SOURCE RECORDS
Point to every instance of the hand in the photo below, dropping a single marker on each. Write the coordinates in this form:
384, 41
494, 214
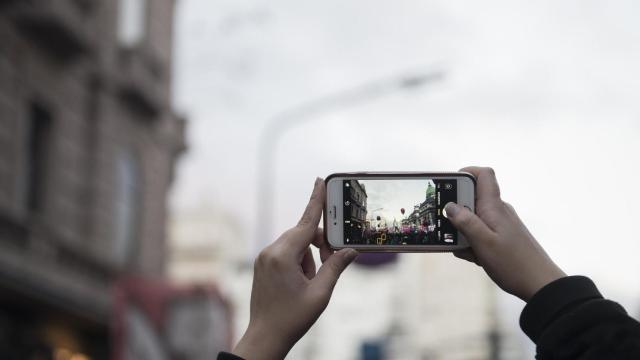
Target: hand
287, 295
500, 242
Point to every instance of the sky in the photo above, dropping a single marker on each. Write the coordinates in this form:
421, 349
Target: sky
544, 92
390, 196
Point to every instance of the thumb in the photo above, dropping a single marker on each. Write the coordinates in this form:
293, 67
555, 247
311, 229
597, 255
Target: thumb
471, 226
330, 271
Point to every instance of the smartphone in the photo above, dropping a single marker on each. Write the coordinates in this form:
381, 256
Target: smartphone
395, 212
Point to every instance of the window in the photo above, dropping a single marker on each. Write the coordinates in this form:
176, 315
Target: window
126, 206
132, 22
37, 147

TASK DESCRIPTION
Copy all the records above word for word, leaving out the pictures.

OUTPUT OF THE TASK
Point to every instance of the hand in the photo below, dropping a single marker on each. Write the coordinates in this form:
384, 41
494, 214
Target: hand
287, 295
500, 242
Point to every instance of the sky in the photo above, dropping a single marker on each. Write the coordinates in this form:
421, 349
Target: sky
544, 92
390, 196
Point to every instance of the thumb in the photo above, dropping a single marker on each. Write the coordinates in this form:
293, 67
555, 247
311, 229
597, 255
Target: thumb
471, 226
330, 271
Point to every instance of the smartphone in the photo above, dropping a single marker on each. Write the coordinates in this form:
381, 256
Target: smartphone
395, 212
Point to every instance of the window in the photo above, dropping a single marker on each. Write the coordinates in this form:
176, 315
Target: window
126, 206
132, 22
37, 147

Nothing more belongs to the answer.